**WHAT IS REQUIRED:** Tally the lines in the records below that contain the string "pedestrian", with case counting. Reply with the number alone.

**ENTRIES SHOWN:**
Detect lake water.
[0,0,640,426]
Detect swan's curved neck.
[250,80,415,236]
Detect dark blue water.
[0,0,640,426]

* * *

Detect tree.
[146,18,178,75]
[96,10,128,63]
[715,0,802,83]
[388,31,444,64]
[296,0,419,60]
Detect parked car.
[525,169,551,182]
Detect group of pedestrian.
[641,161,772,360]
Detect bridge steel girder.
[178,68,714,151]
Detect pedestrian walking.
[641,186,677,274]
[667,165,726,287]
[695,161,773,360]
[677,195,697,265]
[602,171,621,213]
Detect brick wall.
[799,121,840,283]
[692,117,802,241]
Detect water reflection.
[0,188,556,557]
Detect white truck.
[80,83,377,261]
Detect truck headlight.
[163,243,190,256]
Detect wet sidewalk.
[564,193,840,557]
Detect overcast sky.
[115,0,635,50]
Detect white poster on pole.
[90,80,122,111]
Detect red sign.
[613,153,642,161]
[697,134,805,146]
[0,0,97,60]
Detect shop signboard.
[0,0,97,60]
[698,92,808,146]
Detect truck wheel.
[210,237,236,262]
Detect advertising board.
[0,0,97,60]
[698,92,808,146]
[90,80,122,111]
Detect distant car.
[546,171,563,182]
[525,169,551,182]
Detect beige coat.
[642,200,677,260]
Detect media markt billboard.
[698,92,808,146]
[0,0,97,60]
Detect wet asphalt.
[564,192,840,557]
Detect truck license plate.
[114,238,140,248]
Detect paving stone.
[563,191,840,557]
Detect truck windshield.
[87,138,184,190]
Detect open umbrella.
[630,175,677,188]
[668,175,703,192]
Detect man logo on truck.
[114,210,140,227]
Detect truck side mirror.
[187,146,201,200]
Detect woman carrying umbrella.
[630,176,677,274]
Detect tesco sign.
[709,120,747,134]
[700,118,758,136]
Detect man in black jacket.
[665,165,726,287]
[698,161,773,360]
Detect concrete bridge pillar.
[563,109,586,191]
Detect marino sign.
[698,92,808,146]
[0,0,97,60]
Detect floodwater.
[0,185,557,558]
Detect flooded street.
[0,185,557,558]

**FULL OUTPUT:** 2